Can you transcribe, unchanged, the rows below from the line with "drop a dot on the wooden pier" up to and including the last line of the rows?
## start WORKING DATA
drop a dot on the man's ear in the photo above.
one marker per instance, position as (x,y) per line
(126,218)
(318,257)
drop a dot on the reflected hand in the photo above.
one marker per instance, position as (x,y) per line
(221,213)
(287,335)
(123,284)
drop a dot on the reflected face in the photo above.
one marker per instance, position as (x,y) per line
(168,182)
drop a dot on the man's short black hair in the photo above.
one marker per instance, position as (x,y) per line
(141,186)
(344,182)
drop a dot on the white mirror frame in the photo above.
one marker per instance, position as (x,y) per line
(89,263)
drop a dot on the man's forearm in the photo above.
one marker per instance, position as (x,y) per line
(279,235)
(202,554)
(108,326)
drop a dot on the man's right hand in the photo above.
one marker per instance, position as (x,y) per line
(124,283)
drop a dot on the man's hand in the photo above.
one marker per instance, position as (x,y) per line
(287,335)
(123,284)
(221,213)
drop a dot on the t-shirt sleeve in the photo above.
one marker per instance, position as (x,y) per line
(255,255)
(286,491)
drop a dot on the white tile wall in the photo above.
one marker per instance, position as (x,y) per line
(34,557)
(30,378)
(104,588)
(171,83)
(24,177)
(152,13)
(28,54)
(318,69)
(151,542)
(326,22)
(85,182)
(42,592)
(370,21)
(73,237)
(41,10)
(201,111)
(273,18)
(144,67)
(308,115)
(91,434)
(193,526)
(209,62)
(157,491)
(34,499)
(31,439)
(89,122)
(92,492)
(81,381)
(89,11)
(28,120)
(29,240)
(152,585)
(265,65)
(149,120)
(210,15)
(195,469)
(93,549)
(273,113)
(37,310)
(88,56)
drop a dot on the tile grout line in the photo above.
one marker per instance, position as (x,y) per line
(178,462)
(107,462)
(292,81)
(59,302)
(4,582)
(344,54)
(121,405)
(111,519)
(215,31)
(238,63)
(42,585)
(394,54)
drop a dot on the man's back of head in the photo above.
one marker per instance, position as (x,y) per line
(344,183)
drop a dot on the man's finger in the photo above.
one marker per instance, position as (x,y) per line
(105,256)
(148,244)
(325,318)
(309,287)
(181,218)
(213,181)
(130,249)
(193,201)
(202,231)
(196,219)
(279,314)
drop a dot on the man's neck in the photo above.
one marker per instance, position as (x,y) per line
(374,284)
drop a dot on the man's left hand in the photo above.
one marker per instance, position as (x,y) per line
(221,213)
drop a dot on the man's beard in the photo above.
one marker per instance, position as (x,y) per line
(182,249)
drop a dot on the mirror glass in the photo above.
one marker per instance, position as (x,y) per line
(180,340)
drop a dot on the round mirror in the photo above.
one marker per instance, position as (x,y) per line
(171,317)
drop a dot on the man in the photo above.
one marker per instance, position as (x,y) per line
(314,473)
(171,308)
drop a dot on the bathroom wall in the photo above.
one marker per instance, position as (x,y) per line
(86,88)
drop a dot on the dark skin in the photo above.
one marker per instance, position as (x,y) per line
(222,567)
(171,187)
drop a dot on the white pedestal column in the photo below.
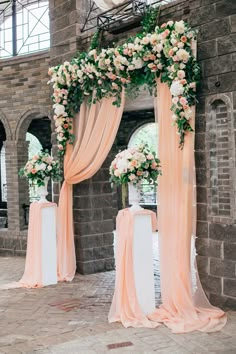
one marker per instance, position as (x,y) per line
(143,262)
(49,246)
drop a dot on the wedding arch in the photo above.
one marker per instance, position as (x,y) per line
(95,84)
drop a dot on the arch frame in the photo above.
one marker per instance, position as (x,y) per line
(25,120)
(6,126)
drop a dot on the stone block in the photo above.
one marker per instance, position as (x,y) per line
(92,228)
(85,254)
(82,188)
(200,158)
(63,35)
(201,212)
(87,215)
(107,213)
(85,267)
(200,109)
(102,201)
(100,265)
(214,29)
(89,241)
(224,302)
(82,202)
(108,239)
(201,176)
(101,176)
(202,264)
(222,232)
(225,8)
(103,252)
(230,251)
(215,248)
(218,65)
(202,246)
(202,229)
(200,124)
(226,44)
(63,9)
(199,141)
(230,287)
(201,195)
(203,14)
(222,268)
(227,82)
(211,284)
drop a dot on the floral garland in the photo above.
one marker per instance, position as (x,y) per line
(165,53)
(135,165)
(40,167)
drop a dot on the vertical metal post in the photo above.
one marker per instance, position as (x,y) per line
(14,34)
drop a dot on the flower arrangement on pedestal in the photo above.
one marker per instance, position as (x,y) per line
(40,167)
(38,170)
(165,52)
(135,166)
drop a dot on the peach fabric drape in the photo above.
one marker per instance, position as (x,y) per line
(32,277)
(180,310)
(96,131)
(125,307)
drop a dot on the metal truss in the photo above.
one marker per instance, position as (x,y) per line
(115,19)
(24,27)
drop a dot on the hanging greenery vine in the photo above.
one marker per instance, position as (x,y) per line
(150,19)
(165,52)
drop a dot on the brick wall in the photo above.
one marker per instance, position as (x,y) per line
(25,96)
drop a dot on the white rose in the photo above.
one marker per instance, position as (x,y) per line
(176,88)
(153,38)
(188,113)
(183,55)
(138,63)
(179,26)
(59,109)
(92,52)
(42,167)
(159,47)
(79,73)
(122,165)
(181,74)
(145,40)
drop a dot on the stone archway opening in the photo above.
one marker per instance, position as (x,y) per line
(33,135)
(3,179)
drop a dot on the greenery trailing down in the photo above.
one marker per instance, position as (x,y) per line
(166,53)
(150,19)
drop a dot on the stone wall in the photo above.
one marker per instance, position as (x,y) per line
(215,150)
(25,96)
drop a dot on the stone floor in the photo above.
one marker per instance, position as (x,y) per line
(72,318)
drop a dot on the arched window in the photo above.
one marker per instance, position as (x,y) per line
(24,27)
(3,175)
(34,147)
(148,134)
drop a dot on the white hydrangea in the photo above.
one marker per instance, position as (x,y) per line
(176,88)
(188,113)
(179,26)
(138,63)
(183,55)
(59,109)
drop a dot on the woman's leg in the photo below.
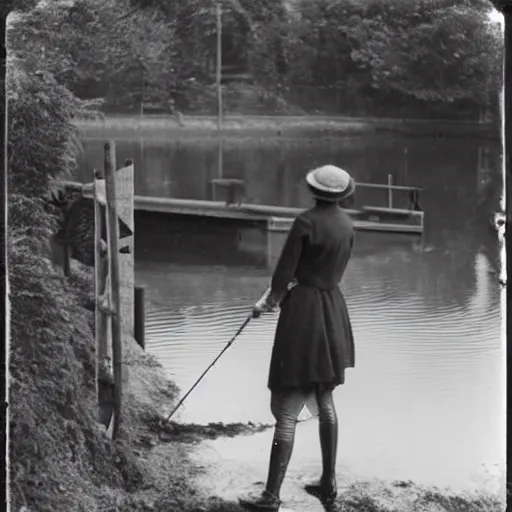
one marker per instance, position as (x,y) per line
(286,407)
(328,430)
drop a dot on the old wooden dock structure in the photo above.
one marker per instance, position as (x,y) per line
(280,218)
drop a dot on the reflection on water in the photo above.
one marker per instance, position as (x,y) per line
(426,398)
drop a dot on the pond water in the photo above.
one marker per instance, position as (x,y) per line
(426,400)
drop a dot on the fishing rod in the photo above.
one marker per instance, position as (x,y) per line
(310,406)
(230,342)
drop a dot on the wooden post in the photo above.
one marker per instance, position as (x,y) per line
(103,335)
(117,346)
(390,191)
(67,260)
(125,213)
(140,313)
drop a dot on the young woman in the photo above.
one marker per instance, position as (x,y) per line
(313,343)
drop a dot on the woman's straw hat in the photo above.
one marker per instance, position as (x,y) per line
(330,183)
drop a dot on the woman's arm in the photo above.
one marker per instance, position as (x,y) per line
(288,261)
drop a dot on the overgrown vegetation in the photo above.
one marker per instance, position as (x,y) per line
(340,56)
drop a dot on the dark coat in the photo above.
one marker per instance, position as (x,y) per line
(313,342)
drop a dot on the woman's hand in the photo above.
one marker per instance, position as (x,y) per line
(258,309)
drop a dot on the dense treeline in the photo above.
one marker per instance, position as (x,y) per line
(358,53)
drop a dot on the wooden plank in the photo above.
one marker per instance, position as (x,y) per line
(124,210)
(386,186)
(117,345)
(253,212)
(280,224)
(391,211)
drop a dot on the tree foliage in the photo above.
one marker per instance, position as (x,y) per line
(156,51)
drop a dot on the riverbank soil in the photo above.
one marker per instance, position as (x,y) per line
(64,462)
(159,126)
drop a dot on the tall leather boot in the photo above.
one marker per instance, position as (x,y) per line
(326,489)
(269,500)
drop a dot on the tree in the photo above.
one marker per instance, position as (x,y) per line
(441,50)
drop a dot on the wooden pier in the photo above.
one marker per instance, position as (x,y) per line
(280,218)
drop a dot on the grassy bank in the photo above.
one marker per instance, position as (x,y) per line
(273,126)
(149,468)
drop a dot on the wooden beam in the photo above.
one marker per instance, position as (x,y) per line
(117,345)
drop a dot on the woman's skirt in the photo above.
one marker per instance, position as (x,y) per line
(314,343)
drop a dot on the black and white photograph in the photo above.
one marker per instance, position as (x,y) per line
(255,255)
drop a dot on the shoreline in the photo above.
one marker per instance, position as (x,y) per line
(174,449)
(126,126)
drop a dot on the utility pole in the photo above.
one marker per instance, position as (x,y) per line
## end WORKING DATA
EXERCISE OUTPUT:
drop a dot on the wooden pier in the photo above.
one marker per instance, position as (x,y) per line
(280,218)
drop a dot on the grassy bank in the photo above.
one marker per instance, position as (x,y) per line
(273,126)
(149,468)
drop a dot on the wooden beam in the photo above.
one marker per instance, position as (x,y) per line
(117,345)
drop a dot on the woman's skirt in the photo above.
one marker per instance, position as (x,y) per line
(314,343)
drop a dot on the black and white photograph in the photo above.
one marker per instance, position as (x,y) per line
(255,255)
drop a dot on the shoreline in the photo above.
one marker per instance, position as (x,y) per line
(174,449)
(126,126)
drop a dot on the utility pole in the photo above.
one marker per instance, position as (x,y) per line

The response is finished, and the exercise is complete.